SELECTION —
<<<<

This application has been filed seeking quashing of the order dated 30.03.2007 passed in Kothi P.S. Case No. 47 of 2002 taking cognizance by Chief Judicial Magistrate, Motihari, for the offence under Sections 307, 324/34 of the Indian Penal Code.
The relevant fact in short is that at the instance of opposite party no. 2 in Pipra Kothi P.S. Case No. 47 of 2002 was instituted, wherein informant has alleged that while he was returning from court at Motihari, along with his cousin on bike from behind three persons namely, Shashi Bhushan Singh, Kamlesh Singh and this petitioner, Anil Kumar Gupta, arrived at on other bike and Shashi Bhushan Singh fired a shot at him causing injury in his left leg. The occurrence took place due to -2- continued previous enmity as a second attempt on the life of the informant. When he tried to escape towards north, the petitioner who was driving the bike and the miscreants abused and directed to repeat the firing in compliance of the direction of Kamlesh Singh, fired another shot, informant leaving the bike and ran away. Meanwhile, at arrival of the police all the three miscreants including this petitioner escaped.

>>>>

WRITTEN TASK A —
Please render everything from the entries' line containing "segment --target dark" down to the end of the entries as a Markdown table with the columns Row and Line, giving each row a number and leaving out blank lines.

DATASET ENTRIES —

<<<<

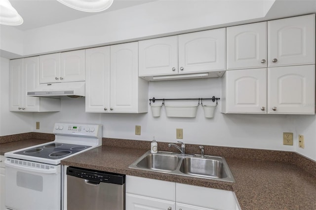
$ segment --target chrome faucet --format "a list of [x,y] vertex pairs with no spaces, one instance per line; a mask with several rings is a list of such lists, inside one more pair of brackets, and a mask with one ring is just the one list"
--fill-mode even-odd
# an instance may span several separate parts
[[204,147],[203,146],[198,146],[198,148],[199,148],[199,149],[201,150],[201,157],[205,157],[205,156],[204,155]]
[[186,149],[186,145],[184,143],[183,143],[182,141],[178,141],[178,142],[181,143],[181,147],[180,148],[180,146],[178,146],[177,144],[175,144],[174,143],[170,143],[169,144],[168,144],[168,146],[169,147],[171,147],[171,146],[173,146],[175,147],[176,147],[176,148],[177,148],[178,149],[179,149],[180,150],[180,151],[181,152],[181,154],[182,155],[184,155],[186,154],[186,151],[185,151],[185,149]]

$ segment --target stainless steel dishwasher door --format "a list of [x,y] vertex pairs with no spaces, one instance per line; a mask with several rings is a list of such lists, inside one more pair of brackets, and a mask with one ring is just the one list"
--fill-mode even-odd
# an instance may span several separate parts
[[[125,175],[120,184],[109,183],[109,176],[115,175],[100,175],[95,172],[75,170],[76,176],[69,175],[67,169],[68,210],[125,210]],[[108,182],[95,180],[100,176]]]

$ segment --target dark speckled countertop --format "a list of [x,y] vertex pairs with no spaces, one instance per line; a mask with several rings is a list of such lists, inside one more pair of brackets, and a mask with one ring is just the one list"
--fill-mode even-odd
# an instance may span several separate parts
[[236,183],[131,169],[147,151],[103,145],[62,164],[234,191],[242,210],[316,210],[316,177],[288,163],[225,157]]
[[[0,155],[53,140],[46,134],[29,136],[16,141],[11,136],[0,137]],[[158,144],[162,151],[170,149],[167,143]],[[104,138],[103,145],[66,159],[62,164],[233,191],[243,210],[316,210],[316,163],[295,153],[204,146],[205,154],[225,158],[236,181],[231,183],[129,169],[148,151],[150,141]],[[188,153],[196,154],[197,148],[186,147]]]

>>>>

WRITTEN TASK B —
In the case summary, who fired the first shot at the informant?

COMPLETE ANSWER A —
| Row | Line |
|---|---|
| 1 | $ segment --target dark speckled countertop --format "a list of [x,y] vertex pairs with no spaces, one instance per line; a mask with several rings is a list of such lists, inside one more pair of brackets, and a mask with one ring is just the one list" |
| 2 | --fill-mode even-odd |
| 3 | # an instance may span several separate parts |
| 4 | [[236,183],[131,169],[147,151],[103,145],[62,164],[234,191],[242,210],[316,210],[316,177],[288,163],[225,157]] |
| 5 | [[[0,155],[53,140],[46,134],[29,136],[16,141],[11,136],[0,137]],[[158,144],[162,151],[170,149],[167,143]],[[104,138],[103,145],[66,159],[62,164],[233,191],[243,210],[316,210],[316,163],[295,153],[204,146],[205,154],[225,158],[236,181],[231,183],[129,169],[148,151],[150,141]],[[188,153],[196,154],[197,148],[186,147]]] |

COMPLETE ANSWER B —
Shashi Bhushan Singh